• [Text extract]:
— begin —

# Aspidelaps lubricus lubricus (Cape Coral Snake)



## Najakeeper (Sep 12, 2012)

I love these small African elapids, very colorful and much less dangerous than true Najas of the same region. I recently picked up a 2011 male up at the Hamm show in Germany, here he is:













These also try to hood like cobras but their hood is narrow and you have to startle them to get them to hood as they are placid, curious snakes that are not easily scared of humans in captivity.

Reactions: Like 1 | Love 1


----------



## Shrike (Sep 12, 2012)

Gorgeous snake!


----------



## wayne the pain (Sep 13, 2012)

Stunning :wink:


----------



## Jessie (Sep 13, 2012)

Beautiful coloring!


----------



## Najakeeper (Sep 17, 2012)

Here is a quick feeding video... Feeding is very quick business with most elapids anyway, they want those fangs fully operational at all times  .

[YOUTUBE]RBIPshjaJMo[/YOUTUBE]


----------



## Najakeeper (Sep 19, 2012)

Before today's feeding:







This guy still thinks he is a cobra .


----------



## Najakeeper (Sep 28, 2012)

I just fed the snakes by the way, the Aspidelaps lubricus lubricus was very hungry. He just shed yesterday and it was obvious he wanted the mouse, he was rattling his tail like an expert rattlesnake, very funny to watch. I took a couple pictures for you guys:



















He is sexy this one

Reactions: Love 1


----------



## Najakeeper (Oct 16, 2012)

I switched to gas heating from electric and there was some temperature fluctuation. He might have taken this as a season change or something so he went of feed for a while. The best way to get these guys started is to give food with chicken scent on it so I gave him a chick leg. Here is the result:

[YOUTUBE]PCix3ckYp7o[/YOUTUBE]


----------



## Najakeeper (Oct 21, 2012)

Najakeeper said:


> I switched to gas heating from electric and there was some temperature fluctuation. He might have taken this as a season change or something so he went of feed for a while. The best way to get these guys started is to give food with chicken scent on it so I gave him a chick leg. Here is the result:
> 
> [YOUTUBE]PCix3ckYp7o[/YOUTUBE]


Here is a snake, who would order Chicken Nuggets if I ever took my collection to McDonald's:













He only accepts chicken these days...

— end —

• [Supplied entries]:
— begin —

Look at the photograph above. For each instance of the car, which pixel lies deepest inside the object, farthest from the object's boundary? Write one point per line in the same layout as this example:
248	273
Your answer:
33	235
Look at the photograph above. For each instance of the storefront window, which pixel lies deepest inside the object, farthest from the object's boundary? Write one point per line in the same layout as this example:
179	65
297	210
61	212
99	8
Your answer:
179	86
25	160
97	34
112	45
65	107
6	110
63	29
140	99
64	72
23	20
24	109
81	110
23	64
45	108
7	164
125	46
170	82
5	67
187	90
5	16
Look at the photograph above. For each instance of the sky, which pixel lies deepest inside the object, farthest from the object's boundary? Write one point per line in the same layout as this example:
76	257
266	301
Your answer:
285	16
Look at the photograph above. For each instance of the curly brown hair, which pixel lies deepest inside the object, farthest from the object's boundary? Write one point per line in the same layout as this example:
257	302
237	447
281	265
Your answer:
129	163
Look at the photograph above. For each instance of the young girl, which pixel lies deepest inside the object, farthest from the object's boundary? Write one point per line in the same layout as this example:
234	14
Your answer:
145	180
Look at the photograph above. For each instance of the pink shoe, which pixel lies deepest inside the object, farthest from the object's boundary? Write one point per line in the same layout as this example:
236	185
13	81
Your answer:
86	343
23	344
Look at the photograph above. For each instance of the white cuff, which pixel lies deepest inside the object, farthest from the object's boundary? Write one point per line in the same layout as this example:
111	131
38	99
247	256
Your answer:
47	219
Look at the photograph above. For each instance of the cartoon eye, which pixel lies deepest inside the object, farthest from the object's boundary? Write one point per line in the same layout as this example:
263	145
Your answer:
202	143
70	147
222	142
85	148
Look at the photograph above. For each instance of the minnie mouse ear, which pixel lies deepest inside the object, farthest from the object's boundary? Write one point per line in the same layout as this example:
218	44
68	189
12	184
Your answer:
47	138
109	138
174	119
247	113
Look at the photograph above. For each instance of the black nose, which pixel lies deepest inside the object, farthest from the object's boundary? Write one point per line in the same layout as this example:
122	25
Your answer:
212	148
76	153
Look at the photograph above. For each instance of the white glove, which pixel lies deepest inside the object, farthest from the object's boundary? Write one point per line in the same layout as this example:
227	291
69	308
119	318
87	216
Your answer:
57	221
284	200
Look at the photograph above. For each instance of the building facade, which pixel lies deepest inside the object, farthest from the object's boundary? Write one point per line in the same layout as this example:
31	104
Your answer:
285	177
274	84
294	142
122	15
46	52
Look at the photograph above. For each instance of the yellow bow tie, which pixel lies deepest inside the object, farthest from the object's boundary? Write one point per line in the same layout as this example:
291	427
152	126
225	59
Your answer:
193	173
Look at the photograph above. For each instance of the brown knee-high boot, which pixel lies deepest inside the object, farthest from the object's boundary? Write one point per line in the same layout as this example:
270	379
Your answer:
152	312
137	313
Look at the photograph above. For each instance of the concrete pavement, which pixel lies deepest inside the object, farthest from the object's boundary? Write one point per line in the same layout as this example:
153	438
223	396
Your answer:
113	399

— end —

• [Task to carry out]:
In the Cape Coral Snake thread, why did the keeper offer the snake a chick leg? Answer in one to three sentences. Answer from the forum thread only, not from the listing.

• [Final result]:
The switch from electric to gas heating caused some temperature fluctuation, which the snake may have taken as a season change, so it went off feed for a while. Food with chicken scent is the best way to get these snakes feeding again, so he gave it a chick leg.